_OBJECTIFS_.
A: Répondez aux questions suivantes sur le texte consacré à la démonétisation en Inde, une réponse par ligne :
(i) Quelle chute des ventes de nombreux commerces observait-on au début de la crise ?
(ii) Quelle somme chaque personne peut-elle retirer par jour aux distributeurs selon la limite fixée par le gouvernement indien ?
(iii) Outre la banque, par quelle voie l'échange des billets se fait-il ?
B: Poursuivez le texte sur la démonétisation en Inde en reprenant après sa dernière phrase.

━━ TEXTE FOURNI

La principale monnaie d’échange sur le marché étant largement indisponible, on note une baisse significative de l’activité économique, avec des conséquences qui devraient s’observer pendant plusieurs mois. Au début de la crise, on observait une chute de 50% des ventes pour de nombreux commerces. Des activités tout à fait légales manipulent aussi beaucoup d’argent liquide, comme les pompistes et les marchands de tissus. La masse monétaire issue de ces activités ne peut être considérée comme de l’argent sale, mais la radicalité de la mesure de démonétisation et les conditions d’échange de billets créent une violente diminution de revenus quotidiens pour ces personnes, le temps pour eux de pouvoir échanger ces billets. En effet, le gouvernement indien a fixé une limite par personne et par jour de 4000 roupies échangeables dans les banques et 2000 roupies retirables aux distributeurs. Cette limite est la même pour les professionnels, ce qui est trop faible pour leur garantir une protection dans cette crise.

De nombreux employeurs ne peuvent plus payer le salaire quotidien de leurs ouvriers. Certains acceptent de recevoir un salaire en billets anciens. Trop peu de distributeurs sont opérationnels avec les nouveaux billets, l’échange se fait donc à la banque, ou via un marché noir créé peu de temps après l’annonce.

━━━━
━━ DONNÉES FOURNIES

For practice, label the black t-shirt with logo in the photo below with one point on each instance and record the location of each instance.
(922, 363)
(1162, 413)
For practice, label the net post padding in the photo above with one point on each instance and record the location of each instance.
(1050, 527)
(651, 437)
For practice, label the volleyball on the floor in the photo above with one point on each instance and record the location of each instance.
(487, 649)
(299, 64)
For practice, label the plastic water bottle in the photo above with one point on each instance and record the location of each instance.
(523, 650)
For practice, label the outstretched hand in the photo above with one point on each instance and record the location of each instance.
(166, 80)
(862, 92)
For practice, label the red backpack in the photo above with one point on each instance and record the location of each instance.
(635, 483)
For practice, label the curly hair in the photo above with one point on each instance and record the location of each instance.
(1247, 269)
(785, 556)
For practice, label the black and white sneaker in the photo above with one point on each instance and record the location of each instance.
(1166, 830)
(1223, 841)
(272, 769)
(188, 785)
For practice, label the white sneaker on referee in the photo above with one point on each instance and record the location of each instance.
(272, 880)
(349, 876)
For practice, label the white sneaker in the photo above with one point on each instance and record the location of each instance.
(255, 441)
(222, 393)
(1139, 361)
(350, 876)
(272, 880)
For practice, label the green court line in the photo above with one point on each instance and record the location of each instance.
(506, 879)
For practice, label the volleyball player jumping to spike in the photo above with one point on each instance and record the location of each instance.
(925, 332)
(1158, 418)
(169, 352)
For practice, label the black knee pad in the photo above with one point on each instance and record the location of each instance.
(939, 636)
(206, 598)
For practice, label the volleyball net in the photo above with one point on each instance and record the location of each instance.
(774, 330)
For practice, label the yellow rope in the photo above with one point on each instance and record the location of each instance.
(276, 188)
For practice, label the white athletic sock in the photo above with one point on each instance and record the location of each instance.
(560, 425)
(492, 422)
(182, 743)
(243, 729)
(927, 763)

━━━━

_RÉPONSES PAR TÂCHE_.
A:
(i) Une chute de 50 % des ventes.
(ii) 2000 roupies.
(iii) Par un marché noir créé peu de temps après l'annonce.

B:
Si tout le monde est touché dans le secteur informel, l’impact personnel de la démonétisation dépend aussi de la condition de chacun. Ainsi, un chauffeur de rickshaw de Delhi a rapporté ne plus pouvoir payer les 70 roupies nécessaires à la location quotidienne de son véhicule. Des ouvriers syndiqués, eux, réussissent à être payés à l’heure avec de nouveaux billets. Bien sûr, le secteur formel, où l’essentiel de la masse monétaire considérée se trouve sur des comptes en banque, est moins touché en comparaison.

Le coût économique infligé aux gens honnêtes peut aussi devenir un coût politique pour le premier ministre Narendra Modi. Bien sûr, son engagement de campagne, la lutte contre la corruption, est respecté grâce à la narrative du gouvernement. Les gens témoignent d’un optimisme déroutant. Il semblerait que le fait que tout le monde soit en difficulté contribue paradoxalement à apaiser les esprits. Cependant, si la situation ne se rétablit pas aussi rapidement qu’annoncé, cet épisode pourrait coûter au premier ministre sa cote de popularité.

 

Un timing qui pose question

Cette décision aurait entraîné à toute période des coûts d’ajustement importants. Cependant, des critiques s’élèvent sur le choix du moment pour prendre une telle décision. Le calendrier traditionnel indien est rythmé par de fastes périodes d’activités, comme celle qui se déroule en ce moment, propice aux mariages selon les croyances. Même s’il est entendu que l’argent noir est largement utilisé pour la préparation des festivités, la réussite de celles-ci est capitale aux yeux des Indiens de toute caste et de toute communauté. Une telle sanction sur les capacités de financement est sévère dans ce contexte.

C’est aussi la période qui suit les récoltes de millet et de riz (kharif crop ou la récolte des moussons). L’agriculture en Inde est un secteur non taxé. Ainsi, cette démonétisation non seulement laisse encore la possibilité de blanchir son argent par ce biais, mais elle impose aussi des pertes considérables aux agriculteurs qui cherchent à écouler le produit de leur travail. Prévoir la démonétisation pendant la saison basse aurait permis d’épargner ceux qui se retrouvent en situation de détenir de grandes quantités d’argent liquide à cause de la saisonnalité de leur activité.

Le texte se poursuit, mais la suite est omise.